» PROBLEM DESCRIPTION
Emit a verbatim copy of the lines running from the line with "the raw prawn" through the end of the material below.

[BEGIN EXERCISE INPUT]

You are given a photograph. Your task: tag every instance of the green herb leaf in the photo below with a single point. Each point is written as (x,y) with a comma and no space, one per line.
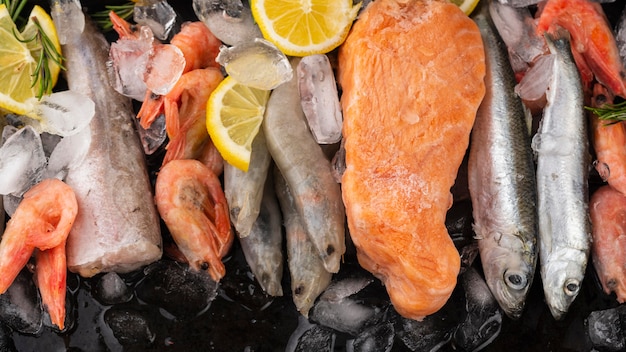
(125,11)
(611,113)
(48,53)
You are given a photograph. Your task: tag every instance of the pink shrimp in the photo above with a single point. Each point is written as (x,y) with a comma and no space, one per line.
(200,48)
(42,220)
(593,42)
(185,111)
(609,143)
(192,204)
(51,272)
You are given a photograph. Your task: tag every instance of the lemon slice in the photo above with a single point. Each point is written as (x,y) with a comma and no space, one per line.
(47,25)
(5,19)
(16,67)
(466,5)
(304,27)
(234,115)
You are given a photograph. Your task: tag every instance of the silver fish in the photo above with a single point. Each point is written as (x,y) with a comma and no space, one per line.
(117,228)
(502,180)
(309,278)
(561,145)
(263,247)
(307,172)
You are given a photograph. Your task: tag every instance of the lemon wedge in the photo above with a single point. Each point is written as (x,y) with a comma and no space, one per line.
(16,68)
(304,27)
(466,5)
(233,116)
(47,25)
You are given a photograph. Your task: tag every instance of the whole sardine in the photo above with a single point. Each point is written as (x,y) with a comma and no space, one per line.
(561,146)
(307,172)
(502,179)
(309,277)
(263,247)
(244,189)
(117,227)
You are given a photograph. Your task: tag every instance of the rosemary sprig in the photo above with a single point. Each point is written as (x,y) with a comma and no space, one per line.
(611,113)
(125,11)
(47,55)
(14,7)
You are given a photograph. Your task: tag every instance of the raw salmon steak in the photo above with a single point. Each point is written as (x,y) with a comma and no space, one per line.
(412,74)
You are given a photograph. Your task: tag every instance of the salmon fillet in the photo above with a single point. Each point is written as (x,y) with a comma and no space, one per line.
(412,74)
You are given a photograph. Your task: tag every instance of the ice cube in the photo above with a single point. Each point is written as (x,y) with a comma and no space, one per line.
(319,98)
(127,63)
(111,289)
(49,142)
(310,337)
(68,18)
(22,162)
(10,203)
(257,63)
(483,321)
(229,20)
(20,306)
(70,151)
(517,28)
(158,15)
(378,338)
(606,328)
(131,327)
(336,308)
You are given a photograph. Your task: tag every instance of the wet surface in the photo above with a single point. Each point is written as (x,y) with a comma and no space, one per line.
(242,318)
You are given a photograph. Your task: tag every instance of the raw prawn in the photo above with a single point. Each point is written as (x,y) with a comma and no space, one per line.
(200,48)
(117,226)
(51,272)
(609,143)
(592,41)
(307,172)
(607,209)
(42,220)
(309,277)
(185,114)
(192,204)
(412,74)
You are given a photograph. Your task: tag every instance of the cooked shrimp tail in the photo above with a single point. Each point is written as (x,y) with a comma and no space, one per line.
(151,108)
(121,26)
(192,204)
(185,114)
(51,279)
(42,220)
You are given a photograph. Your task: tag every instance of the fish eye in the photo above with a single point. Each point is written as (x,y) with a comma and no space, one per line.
(571,287)
(515,280)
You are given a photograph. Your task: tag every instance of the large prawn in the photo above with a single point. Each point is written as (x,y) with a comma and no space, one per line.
(593,43)
(191,202)
(200,48)
(185,111)
(42,221)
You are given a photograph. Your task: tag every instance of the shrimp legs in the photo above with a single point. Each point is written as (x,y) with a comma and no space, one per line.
(42,220)
(192,204)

[END EXERCISE INPUT]

» WRITTEN ANSWER
You are given a photograph. Your task: tag every instance of the raw prawn in the photo above with a single point. Each point is written as (x,y) with a comma and no space, one per line.
(200,48)
(117,226)
(51,272)
(609,143)
(592,41)
(307,172)
(607,209)
(42,220)
(309,277)
(185,114)
(192,204)
(412,74)
You are given a photograph. Your task: tag every instance of the cooked shrimp tail in the photo above with a single point. Each point is written as (x,y) with a comma and no space, one per line.
(151,108)
(121,26)
(192,204)
(185,114)
(51,279)
(42,220)
You are given a photograph. Your task: tag every instance of the fish eye in the photo above with a single point. Each point is written as (x,y) with a comma and no space, one per line.
(571,287)
(515,280)
You are given a photograph. Your task: tag every instance of the large prawn in the photo above with a single point. Each point is written as (x,y) with a comma and no space, one per line.
(593,43)
(191,202)
(200,48)
(185,111)
(42,221)
You are given a photograph. Your task: tag every instance of the shrimp legs in the photo above with a single point. Each point is written as (x,y) with a comma and no space, one per line.
(42,220)
(192,204)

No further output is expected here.